- _TASK BRIEF_
Will you rename every "pointer" in the lines below to "locator", leaving everything else unchanged?

☆ ☆ ☆ ☆ ☆ ☆ ☆

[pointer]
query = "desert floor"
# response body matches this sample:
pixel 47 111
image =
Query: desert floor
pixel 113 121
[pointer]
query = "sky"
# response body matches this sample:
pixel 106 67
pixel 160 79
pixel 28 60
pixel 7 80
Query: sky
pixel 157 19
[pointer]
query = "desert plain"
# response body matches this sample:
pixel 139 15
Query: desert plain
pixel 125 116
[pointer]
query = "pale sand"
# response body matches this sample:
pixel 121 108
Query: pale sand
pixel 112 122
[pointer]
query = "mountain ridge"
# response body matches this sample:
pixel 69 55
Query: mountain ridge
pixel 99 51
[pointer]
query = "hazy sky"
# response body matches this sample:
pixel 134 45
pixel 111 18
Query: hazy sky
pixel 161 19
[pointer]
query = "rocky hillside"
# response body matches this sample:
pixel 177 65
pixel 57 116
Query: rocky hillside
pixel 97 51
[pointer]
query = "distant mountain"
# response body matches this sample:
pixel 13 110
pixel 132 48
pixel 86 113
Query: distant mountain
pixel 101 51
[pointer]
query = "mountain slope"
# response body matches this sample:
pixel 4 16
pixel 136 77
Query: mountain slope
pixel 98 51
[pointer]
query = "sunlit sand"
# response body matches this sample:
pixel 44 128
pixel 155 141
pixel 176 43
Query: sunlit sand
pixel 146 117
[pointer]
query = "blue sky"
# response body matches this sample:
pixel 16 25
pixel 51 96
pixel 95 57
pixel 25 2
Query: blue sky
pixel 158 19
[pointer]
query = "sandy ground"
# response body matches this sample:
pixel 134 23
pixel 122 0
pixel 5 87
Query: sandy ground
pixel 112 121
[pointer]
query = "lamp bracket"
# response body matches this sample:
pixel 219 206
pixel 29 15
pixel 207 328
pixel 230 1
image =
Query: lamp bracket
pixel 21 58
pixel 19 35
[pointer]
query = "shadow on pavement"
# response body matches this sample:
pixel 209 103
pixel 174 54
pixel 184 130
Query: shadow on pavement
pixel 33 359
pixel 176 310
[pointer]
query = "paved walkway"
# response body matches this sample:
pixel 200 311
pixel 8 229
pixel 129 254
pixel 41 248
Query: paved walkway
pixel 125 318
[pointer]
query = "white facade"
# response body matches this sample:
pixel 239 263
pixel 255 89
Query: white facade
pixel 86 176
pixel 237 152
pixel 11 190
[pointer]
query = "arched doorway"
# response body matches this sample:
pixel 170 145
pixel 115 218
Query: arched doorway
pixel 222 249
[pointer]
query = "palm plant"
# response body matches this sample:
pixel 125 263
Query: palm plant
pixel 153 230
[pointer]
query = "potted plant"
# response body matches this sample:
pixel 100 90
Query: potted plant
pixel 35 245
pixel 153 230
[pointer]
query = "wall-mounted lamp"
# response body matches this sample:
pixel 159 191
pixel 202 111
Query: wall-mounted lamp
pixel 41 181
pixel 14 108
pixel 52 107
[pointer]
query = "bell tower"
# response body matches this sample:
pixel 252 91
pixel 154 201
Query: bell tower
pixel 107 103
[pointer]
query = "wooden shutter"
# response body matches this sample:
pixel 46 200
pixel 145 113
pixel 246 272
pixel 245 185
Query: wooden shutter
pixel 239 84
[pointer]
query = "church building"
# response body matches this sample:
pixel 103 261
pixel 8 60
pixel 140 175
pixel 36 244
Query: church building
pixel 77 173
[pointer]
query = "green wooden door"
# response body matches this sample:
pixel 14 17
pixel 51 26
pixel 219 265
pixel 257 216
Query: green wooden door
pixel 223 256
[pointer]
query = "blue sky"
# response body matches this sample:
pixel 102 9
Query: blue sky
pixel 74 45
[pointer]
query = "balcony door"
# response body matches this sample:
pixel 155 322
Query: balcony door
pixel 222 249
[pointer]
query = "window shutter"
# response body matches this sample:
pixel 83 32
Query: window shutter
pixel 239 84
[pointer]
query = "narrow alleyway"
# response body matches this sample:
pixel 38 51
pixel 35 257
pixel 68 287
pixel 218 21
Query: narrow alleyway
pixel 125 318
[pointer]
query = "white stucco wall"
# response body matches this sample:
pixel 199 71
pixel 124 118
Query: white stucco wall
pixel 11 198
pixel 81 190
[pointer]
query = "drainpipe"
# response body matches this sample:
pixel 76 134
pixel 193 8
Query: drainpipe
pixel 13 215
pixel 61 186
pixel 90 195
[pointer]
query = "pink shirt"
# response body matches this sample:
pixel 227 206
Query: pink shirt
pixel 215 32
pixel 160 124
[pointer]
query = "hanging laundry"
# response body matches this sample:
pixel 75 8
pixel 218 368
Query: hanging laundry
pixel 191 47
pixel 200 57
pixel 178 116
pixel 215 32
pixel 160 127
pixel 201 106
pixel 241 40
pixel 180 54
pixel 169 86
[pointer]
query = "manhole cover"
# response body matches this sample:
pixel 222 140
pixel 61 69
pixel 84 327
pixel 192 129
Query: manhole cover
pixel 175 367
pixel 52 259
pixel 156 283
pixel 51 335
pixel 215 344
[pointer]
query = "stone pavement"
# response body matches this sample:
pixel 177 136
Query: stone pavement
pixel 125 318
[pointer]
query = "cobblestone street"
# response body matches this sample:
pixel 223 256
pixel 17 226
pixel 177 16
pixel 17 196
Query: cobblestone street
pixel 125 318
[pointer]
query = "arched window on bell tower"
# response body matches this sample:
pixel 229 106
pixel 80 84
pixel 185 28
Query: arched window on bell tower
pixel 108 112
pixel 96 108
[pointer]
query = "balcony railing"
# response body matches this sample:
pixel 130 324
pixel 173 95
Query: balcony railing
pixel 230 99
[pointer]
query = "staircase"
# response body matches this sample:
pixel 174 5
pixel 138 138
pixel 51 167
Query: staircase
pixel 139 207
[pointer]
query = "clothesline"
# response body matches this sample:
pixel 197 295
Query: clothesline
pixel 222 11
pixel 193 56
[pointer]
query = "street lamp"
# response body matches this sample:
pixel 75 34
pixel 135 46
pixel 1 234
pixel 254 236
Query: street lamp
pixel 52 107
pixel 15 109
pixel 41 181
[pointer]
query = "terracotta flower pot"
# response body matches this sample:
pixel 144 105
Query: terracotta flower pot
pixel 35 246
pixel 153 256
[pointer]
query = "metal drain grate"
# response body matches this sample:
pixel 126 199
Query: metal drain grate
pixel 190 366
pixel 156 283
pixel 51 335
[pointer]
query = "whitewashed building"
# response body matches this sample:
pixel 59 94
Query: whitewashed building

☆ ☆ ☆ ☆ ☆ ☆ ☆

- _THE SOLUTION_
[locator]
query = "desert floor"
# response body matches this sample:
pixel 47 111
image =
Query: desert floor
pixel 113 121
[locator]
query = "sky"
# response body matches this sample:
pixel 106 67
pixel 160 79
pixel 28 60
pixel 7 80
Query: sky
pixel 157 19
[locator]
query = "desert plain"
# response body matches this sample:
pixel 139 15
Query: desert plain
pixel 125 116
[locator]
query = "pale sand"
# response body matches this sample:
pixel 121 108
Query: pale sand
pixel 112 122
[locator]
query = "mountain ridge"
# response body matches this sample:
pixel 69 55
Query: mountain ridge
pixel 99 51
[locator]
query = "hazy sky"
# response body matches this sample:
pixel 134 45
pixel 111 18
Query: hazy sky
pixel 161 19
[locator]
query = "rocky hillside"
# response body matches this sample:
pixel 177 65
pixel 57 116
Query: rocky hillside
pixel 97 51
[locator]
query = "distant mountain"
# response body matches this sample:
pixel 13 110
pixel 132 48
pixel 86 113
Query: distant mountain
pixel 101 51
[locator]
query = "mountain slope"
# response body matches this sample:
pixel 4 16
pixel 136 77
Query: mountain slope
pixel 98 51
[locator]
query = "sunlit sand"
# response body matches this sample:
pixel 44 128
pixel 155 141
pixel 176 43
Query: sunlit sand
pixel 146 117
[locator]
query = "blue sky"
# response body matches this sample:
pixel 16 25
pixel 51 96
pixel 95 57
pixel 25 2
Query: blue sky
pixel 158 19
[locator]
query = "sandy ground"
# response body matches this sample:
pixel 134 23
pixel 122 0
pixel 5 87
Query: sandy ground
pixel 112 121
[locator]
query = "lamp bracket"
# response body matches this sample:
pixel 219 206
pixel 29 15
pixel 207 328
pixel 230 1
image =
Query: lamp bracket
pixel 21 58
pixel 19 35
[locator]
query = "shadow on pavement"
# response body matches this sample:
pixel 209 103
pixel 174 54
pixel 184 130
Query: shadow on pavement
pixel 33 359
pixel 176 310
[locator]
query = "paved walkway"
# response body matches this sample:
pixel 200 311
pixel 8 229
pixel 129 254
pixel 41 248
Query: paved walkway
pixel 125 318
[locator]
query = "white facade"
# response body matches this sample:
pixel 239 263
pixel 255 89
Query: white facade
pixel 86 176
pixel 237 152
pixel 11 190
[locator]
query = "arched doorway"
# response body matches this sample:
pixel 170 145
pixel 115 218
Query: arched doorway
pixel 222 249
[locator]
query = "palm plant"
# response body matches this sample:
pixel 125 263
Query: palm plant
pixel 153 230
[locator]
query = "potted plant"
# response body matches this sample:
pixel 100 90
Query: potted plant
pixel 35 245
pixel 153 230
[locator]
query = "wall-mounted lamp"
# response body matches this sample:
pixel 159 191
pixel 202 111
Query: wall-mounted lamp
pixel 41 181
pixel 14 108
pixel 52 107
[locator]
query = "bell tower"
# response body matches this sample:
pixel 252 91
pixel 154 201
Query: bell tower
pixel 107 103
[locator]
query = "wooden shutter"
# response body matches this sample:
pixel 46 200
pixel 145 113
pixel 246 272
pixel 245 185
Query: wooden shutter
pixel 239 84
[locator]
query = "church building"
# response body matches this sample:
pixel 103 261
pixel 8 60
pixel 140 175
pixel 36 244
Query: church building
pixel 77 173
[locator]
query = "green wooden door"
# response body matches this sample:
pixel 14 17
pixel 51 26
pixel 219 265
pixel 257 216
Query: green wooden door
pixel 223 256
[locator]
query = "blue sky"
# response body matches this sample:
pixel 102 9
Query: blue sky
pixel 74 45
[locator]
query = "balcony door"
# response body matches this sample:
pixel 155 322
Query: balcony door
pixel 222 249
[locator]
query = "window shutter"
# response body matches this sample:
pixel 83 32
Query: window shutter
pixel 239 84
[locator]
query = "narrow alleyway"
# response body matches this sample:
pixel 38 51
pixel 35 257
pixel 68 287
pixel 218 21
Query: narrow alleyway
pixel 125 318
[locator]
query = "white stucco wall"
# response body matches this sample:
pixel 199 71
pixel 124 118
Query: white stucco wall
pixel 11 198
pixel 81 190
[locator]
query = "drainpipe"
# response body matches this sample:
pixel 76 134
pixel 193 8
Query: drainpipe
pixel 13 215
pixel 61 186
pixel 90 195
[locator]
query = "pink shirt"
# response body matches this sample:
pixel 227 206
Query: pink shirt
pixel 215 32
pixel 160 124
[locator]
query = "hanging laundry"
# response body matches this sample:
pixel 75 8
pixel 218 368
Query: hanging laundry
pixel 191 47
pixel 200 57
pixel 178 116
pixel 215 32
pixel 160 127
pixel 201 106
pixel 241 40
pixel 180 54
pixel 169 86
[locator]
query = "manhole cover"
# response body matches this sample:
pixel 222 140
pixel 61 69
pixel 84 327
pixel 192 129
Query: manhole cover
pixel 175 367
pixel 52 259
pixel 156 283
pixel 51 335
pixel 215 344
[locator]
query = "stone pavement"
# response body matches this sample:
pixel 177 136
Query: stone pavement
pixel 125 318
[locator]
query = "cobblestone street"
# response body matches this sample:
pixel 223 256
pixel 17 226
pixel 177 16
pixel 17 196
Query: cobblestone street
pixel 125 318
[locator]
query = "arched window on bell tower"
# response body matches this sample:
pixel 229 106
pixel 80 84
pixel 185 28
Query: arched window on bell tower
pixel 108 112
pixel 96 108
[locator]
query = "balcony railing"
# response body matches this sample:
pixel 130 324
pixel 173 95
Query: balcony railing
pixel 230 99
[locator]
query = "staircase"
# response body matches this sample:
pixel 174 5
pixel 138 138
pixel 51 167
Query: staircase
pixel 139 207
[locator]
query = "clothesline"
# response body matches this sample:
pixel 197 295
Query: clothesline
pixel 222 11
pixel 193 56
[locator]
query = "street lamp"
# response body matches this sample:
pixel 75 34
pixel 135 46
pixel 1 234
pixel 254 236
Query: street lamp
pixel 52 107
pixel 15 109
pixel 41 181
[locator]
query = "terracotta flower pot"
# response body matches this sample:
pixel 144 105
Query: terracotta flower pot
pixel 35 246
pixel 153 256
[locator]
query = "metal drain grate"
# response body matches this sample:
pixel 126 199
Query: metal drain grate
pixel 190 366
pixel 156 283
pixel 51 335
[locator]
query = "whitewashed building"
# response body matches this sample:
pixel 59 94
Query: whitewashed building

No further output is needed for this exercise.